- _What you should do_
Repeat every line of the data exactly; the pictures stay out.

- _Exercise materials_

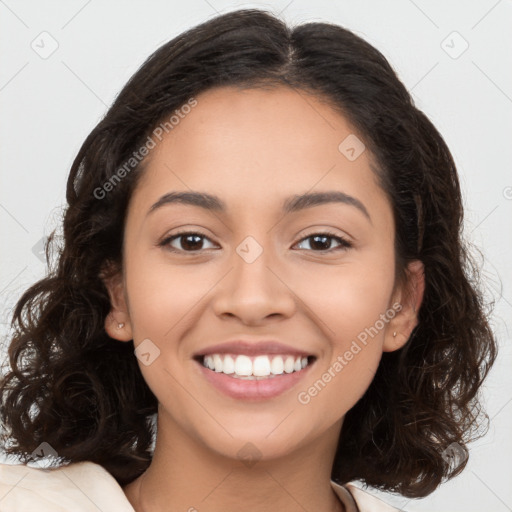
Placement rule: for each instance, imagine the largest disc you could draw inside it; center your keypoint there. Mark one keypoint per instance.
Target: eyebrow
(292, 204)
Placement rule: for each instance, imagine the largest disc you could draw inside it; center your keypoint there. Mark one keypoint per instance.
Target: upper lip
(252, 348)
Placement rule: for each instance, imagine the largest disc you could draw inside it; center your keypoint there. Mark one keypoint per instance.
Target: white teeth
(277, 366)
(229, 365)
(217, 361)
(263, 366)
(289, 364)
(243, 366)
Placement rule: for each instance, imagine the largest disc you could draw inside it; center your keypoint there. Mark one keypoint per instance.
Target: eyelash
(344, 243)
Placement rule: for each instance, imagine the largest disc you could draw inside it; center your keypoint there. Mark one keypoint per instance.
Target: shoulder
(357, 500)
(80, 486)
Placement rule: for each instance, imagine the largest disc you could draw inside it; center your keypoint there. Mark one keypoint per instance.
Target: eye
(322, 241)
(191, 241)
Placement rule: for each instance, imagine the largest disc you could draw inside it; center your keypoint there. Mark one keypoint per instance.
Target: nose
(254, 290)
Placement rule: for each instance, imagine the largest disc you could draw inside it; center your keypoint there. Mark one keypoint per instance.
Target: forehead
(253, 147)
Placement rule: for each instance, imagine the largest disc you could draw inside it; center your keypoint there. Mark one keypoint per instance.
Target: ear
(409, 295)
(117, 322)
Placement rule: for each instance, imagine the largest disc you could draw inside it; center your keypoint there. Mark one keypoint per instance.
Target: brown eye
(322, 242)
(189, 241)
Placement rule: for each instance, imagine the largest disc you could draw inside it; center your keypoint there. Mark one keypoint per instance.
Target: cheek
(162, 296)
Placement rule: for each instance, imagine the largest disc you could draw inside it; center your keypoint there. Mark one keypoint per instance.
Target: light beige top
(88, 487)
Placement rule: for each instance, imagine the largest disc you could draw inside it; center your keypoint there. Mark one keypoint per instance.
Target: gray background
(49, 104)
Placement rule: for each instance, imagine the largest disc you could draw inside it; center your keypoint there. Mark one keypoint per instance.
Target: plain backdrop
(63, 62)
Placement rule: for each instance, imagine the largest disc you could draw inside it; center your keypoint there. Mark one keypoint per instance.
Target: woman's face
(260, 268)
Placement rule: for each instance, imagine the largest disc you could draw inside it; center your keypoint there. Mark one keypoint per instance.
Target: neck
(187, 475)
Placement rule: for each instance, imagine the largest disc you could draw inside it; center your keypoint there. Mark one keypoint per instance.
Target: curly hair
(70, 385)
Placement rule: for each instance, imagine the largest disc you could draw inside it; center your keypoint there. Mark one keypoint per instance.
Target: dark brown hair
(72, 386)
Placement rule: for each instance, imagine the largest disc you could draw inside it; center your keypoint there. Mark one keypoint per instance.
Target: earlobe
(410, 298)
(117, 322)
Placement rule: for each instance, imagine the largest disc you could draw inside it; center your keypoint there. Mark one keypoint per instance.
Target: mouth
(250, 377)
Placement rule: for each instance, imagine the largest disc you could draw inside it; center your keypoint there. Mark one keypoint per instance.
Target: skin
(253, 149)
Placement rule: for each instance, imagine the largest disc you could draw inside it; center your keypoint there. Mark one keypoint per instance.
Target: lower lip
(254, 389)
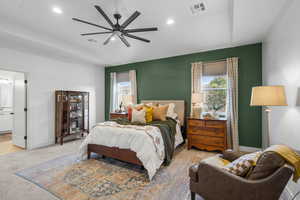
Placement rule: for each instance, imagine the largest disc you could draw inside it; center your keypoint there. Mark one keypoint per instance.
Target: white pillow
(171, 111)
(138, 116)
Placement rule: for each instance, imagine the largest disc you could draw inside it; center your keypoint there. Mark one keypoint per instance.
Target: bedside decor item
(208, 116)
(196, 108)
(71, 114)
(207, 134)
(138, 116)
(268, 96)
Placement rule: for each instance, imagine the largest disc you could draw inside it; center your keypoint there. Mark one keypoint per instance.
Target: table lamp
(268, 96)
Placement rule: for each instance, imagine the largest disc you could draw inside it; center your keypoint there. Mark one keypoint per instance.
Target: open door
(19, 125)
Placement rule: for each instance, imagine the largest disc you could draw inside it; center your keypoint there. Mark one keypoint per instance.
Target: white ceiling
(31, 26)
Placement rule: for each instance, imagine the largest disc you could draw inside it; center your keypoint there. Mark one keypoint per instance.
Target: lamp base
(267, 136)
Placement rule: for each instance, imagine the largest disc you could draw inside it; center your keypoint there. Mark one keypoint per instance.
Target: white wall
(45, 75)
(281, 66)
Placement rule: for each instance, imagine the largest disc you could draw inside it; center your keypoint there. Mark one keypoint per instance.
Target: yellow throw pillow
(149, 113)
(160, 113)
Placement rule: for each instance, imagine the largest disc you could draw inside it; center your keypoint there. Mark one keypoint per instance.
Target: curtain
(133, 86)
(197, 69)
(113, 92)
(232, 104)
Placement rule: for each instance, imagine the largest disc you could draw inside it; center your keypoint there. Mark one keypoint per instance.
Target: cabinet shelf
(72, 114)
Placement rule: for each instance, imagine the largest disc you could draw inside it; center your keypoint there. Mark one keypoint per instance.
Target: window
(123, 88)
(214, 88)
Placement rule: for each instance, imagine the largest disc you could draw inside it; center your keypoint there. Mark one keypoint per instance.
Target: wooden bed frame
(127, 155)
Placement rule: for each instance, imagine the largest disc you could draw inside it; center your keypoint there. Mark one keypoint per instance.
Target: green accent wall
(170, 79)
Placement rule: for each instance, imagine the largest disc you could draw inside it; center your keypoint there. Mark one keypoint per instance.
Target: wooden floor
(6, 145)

- _Answer box_
Placement rule: for each instance, imagine the largest disc you could draw inside it; center your keypoint there. Mark one keypoint per instance.
Target: eyebrow
(292, 204)
Placement rule: for each instance, imagine the largest disc you could draw inside it; center your keypoint there. Mark one keypoint per instance.
Target: upper lip
(252, 348)
Placement rule: for each instance, imagine the largest disc you could draw inside it; center your keypoint there. Mark one keypoint per instance.
Target: white teeth
(277, 366)
(229, 365)
(217, 361)
(263, 366)
(289, 364)
(243, 366)
Placement rule: for each instance, imagine the largest disc you could draw inside it; center your keypoint there. Mark one keypoint per instance.
Target: eyelash
(344, 243)
Placement rule: for each instance, imagine the largest disc you could draw inside it; center your keypoint there. Mark one keypoint per instance.
Target: shoulder
(357, 500)
(80, 486)
Placement rule: for each instance, imagine the largest disc you could draw inside it; center your keypoint there. Mark one keypoint per instance.
Target: eye
(322, 241)
(191, 241)
Placement rule: for each instance, imagine the largest disc you could draw inside it; center your keypoint there. Mark one keypoint per instance.
Target: nose
(254, 290)
Placement rule: for each instance, imagine the largest disc you could draw inside it; center your keypoint there. Mark one keypoint per instance.
Target: forehead
(253, 147)
Placement rule: for each instance, imagine the largest disc you could draw inside it; center your keypoint there. Mark one keypoint per instance.
Target: ear
(409, 295)
(117, 322)
Placement rule: for each instance, imagine the largest disc you could draw inside it; center your keypoint there. Mark one keypoint per instance.
Target: brown eye
(322, 242)
(189, 241)
Placement rule: for each instance, imagine the largest disc you could draw inside it; center your keypoint there. Mark one keypoint per instance.
Target: cheek
(162, 296)
Placement rule: for each instance, imagine the largest disc you could draw inside it; center your keypoint there. Mark one keypoint per instance.
Target: light beige top
(88, 487)
Placement rule: for each instance, imagine the largest disc you could draw inside it; center your keypoint there. Mark one keypoint per instance.
Target: gray background
(49, 104)
Placement rule: for each instance, imagine the largest disc you could draw inside it; center your keypoint there. Mark one keypoint per instance.
Target: plain backdrop
(63, 62)
Placement rule: for each instance, imagine the largest disc you could draw inside it; center your keypoint there. Mark one keypoint per instance.
Target: woman's face
(260, 268)
Placement rule: for each instance, imagine the largest disc you could draw inside it; center your keypoint there. Mark one keypoint per instance.
Target: neck
(187, 475)
Placement rule: for each instance, imagine the largest disc you could draw inside it; center your keypoint there. Mark one keypoint per instance.
Target: curly hair
(70, 385)
Placement rule: for each instance, imagine the largest disc you could draw inside it; center your keypoint there. Mark one keypoint per instance.
Target: dark brown hair
(72, 386)
Placement rule: for each instance, imagine the largest disc you could draw inside it; center your keypoint there. Mark one keypoint per instance.
Target: earlobe
(410, 298)
(117, 322)
Placement rule: for each instance, imagine the largest disc you could draw inside it; center your keypoint there. Mark one keypoint per instance.
Target: mouth
(250, 377)
Placement rule: for each instance, imagine the largest disc you could draw inside it; center your keypoint there. Mark one keypoint per instance.
Target: skin
(253, 149)
Placement rule: for each instance, imagine the largest disc you could draw inside it; center your keypoint there. Mark one keypoint per instance.
Target: lower lip
(254, 389)
Placement rule: for each instance, imagine the largest disc you could draw inside it; center your keypoint there. Mark one keypoint per instance.
Target: white pillow
(171, 111)
(138, 116)
Placement rule: for each instance, imagine the largest disc you could draw inside it; center your keypoint there. Mark one keypoint per instance.
Target: bedside decor item
(208, 116)
(196, 108)
(71, 114)
(207, 134)
(138, 116)
(268, 96)
Placement rule: for each instance, imagine the largest disc you could draw inside it; center your keypoint there. Mark one keypoint per instance.
Target: table lamp
(268, 96)
Placement rule: for each instance, imagine the largest disc you could draw inside it; center your keypoint there. Mark one keypoint per instance.
Target: open door
(19, 125)
Placement rule: for each instance, imagine the largest disc you could draw inside it; center your keypoint there. Mark one keypoint per instance.
Target: white ceiling
(31, 26)
Placement rule: for each instance, imagine the largest disc you could draw inside it; center your keypoint there. Mark one keypoint per instance.
Target: lamp base
(267, 136)
Placement rule: for each instance, imagine the largest disc you could draw inside it; center your keypoint there. Mark one keypoint per instance.
Target: white wall
(45, 75)
(281, 66)
Placement rule: for each instance, imagine the largest disc you could draw inside it; center your keypoint there. Mark one keypoint per instance.
Target: yellow throw pillow
(149, 113)
(160, 113)
Placement rule: for each instance, imagine the largest disc you could draw inside it; center your keypoint there. Mark one keypoint per instance.
Target: curtain
(133, 86)
(197, 69)
(113, 92)
(232, 104)
Placement rule: for each instance, imagine the largest disc you could draw inside it; center your keypoint there. Mark one keypoint per instance.
Target: cabinet shelf
(72, 114)
Placement rule: for each instance, imagine the largest disc you could draw inside it; center your keypoint there. Mark one keypoint per instance.
Target: window
(123, 88)
(214, 88)
Placement rule: for each instance, imagine the largest disc you could draw inside it; center your keypoint there. Mark one keypoint per instance.
Target: wooden bed frame
(127, 155)
Placement rule: for each instance, imagine the largest disc you could draw inside it; center your keypoint there. Mark one keypoint per instance.
Target: green accent wall
(170, 79)
Placement rule: for each instance, imagine the largest disc you could draw inside it; center your keypoint there. Mark one keypoint per instance.
Target: wooden floor
(6, 145)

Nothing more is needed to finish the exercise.